>> begin Exercise materials

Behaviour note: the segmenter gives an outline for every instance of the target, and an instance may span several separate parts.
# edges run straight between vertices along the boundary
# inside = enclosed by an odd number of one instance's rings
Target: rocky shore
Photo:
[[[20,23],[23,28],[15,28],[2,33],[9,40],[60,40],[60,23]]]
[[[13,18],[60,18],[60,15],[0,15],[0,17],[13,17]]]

>> end Exercise materials

### Exercise aim
Format every line of the data above as a numbered list, omitting any blank lines.

### Finished exercise
1. Behaviour note: the segmenter gives an outline for every instance of the target, and an instance may span several separate parts.
2. # edges run straight between vertices along the boundary
3. # inside = enclosed by an odd number of one instance's rings
4. Target: rocky shore
5. Photo:
6. [[[20,23],[23,28],[15,28],[2,33],[9,40],[60,40],[60,23]]]
7. [[[13,18],[60,18],[60,15],[0,15],[0,17],[13,17]]]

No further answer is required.